**The records:**
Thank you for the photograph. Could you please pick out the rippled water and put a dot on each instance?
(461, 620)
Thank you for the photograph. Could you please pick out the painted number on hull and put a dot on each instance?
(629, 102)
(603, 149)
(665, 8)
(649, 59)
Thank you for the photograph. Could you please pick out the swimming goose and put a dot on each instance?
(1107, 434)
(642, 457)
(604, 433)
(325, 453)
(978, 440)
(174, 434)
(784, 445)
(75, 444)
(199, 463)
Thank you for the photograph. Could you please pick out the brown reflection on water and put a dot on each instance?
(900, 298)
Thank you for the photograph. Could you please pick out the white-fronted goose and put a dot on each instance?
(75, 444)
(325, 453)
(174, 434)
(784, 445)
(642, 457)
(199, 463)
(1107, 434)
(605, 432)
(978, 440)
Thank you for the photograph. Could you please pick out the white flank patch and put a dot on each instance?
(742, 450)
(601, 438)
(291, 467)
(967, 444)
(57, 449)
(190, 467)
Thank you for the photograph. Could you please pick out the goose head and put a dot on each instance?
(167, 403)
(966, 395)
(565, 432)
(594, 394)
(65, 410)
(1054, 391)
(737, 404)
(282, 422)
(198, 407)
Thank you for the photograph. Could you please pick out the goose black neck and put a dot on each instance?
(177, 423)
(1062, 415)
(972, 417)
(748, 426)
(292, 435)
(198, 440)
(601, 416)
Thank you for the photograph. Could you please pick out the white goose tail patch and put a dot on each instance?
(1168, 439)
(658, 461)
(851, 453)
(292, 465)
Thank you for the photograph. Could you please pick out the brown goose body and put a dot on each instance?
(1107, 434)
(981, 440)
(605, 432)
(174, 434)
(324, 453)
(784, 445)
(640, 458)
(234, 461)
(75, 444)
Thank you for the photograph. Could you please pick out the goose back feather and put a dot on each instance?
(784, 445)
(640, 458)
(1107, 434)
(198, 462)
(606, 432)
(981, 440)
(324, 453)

**What you should do:** The answer should be an exact reproduction of all the entries.

**Expected output:**
Thank you for the photograph. Could you please pick out the rippled water and put a dot on each instance?
(461, 620)
Thank you for the photograph. Could you please pick out the painted number on hull and put a dot on each instance?
(629, 102)
(603, 149)
(665, 8)
(649, 59)
Thank you for the photograph. Could you please pick out the swimming goose and put a dot on each instance?
(1107, 434)
(642, 457)
(604, 433)
(325, 453)
(978, 440)
(174, 434)
(784, 445)
(75, 444)
(199, 463)
Thank you for the photograph. Could you please pick out the brown reflection on water and put a dot on each instance?
(900, 298)
Thank you for the photograph. Could you please pick out the white-fronted goose and put a dot on each instance?
(75, 444)
(325, 453)
(174, 434)
(784, 445)
(642, 457)
(199, 463)
(1107, 434)
(605, 432)
(978, 440)
Thank you for the photograph. Could you please pick out the white flank patch and put a dot on each instance?
(742, 450)
(601, 438)
(291, 467)
(967, 444)
(57, 449)
(190, 467)
Thank you for the photograph. Could you please pick out the goose head and put a dot on each instance?
(167, 403)
(966, 395)
(565, 432)
(594, 394)
(65, 410)
(1054, 391)
(737, 404)
(282, 422)
(198, 407)
Thank you for the photograph. Could you please pick out the goose black neck and put a dot on each instance?
(177, 423)
(1062, 415)
(972, 417)
(748, 426)
(292, 435)
(198, 440)
(601, 416)
Thank you for the photograph. Could you please pick out the white goose tail patch and put a dot on each instance?
(1168, 439)
(658, 461)
(851, 453)
(292, 465)
Thank you for the photograph. Could you please pick out the brown goose body and put a dot on each instance?
(1107, 434)
(981, 440)
(605, 432)
(174, 434)
(324, 453)
(784, 445)
(640, 458)
(234, 461)
(75, 444)
Thank you for the photograph. Could you please pick out the goose back feather and put a dot on each instance?
(784, 445)
(640, 458)
(1107, 434)
(198, 462)
(606, 432)
(981, 440)
(324, 453)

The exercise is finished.